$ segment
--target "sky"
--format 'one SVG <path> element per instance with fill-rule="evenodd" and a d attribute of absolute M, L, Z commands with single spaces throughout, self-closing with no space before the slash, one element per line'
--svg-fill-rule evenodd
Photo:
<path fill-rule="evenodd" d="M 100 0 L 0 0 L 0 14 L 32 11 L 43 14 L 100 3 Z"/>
==================================================
## [WORK REQUIRED]
Rewrite the records with "clouds" in place of "sky" and leave everything else unchanged.

## [FINISHED EXERCISE]
$ segment
--target "clouds"
--format 'one SVG <path> element per instance with fill-rule="evenodd" and a d attribute of absolute M, L, Z commands with single spaces throughout, self-closing with no space before the slash, one element per line'
--svg-fill-rule evenodd
Photo:
<path fill-rule="evenodd" d="M 100 0 L 0 0 L 0 14 L 32 11 L 43 14 L 100 3 Z"/>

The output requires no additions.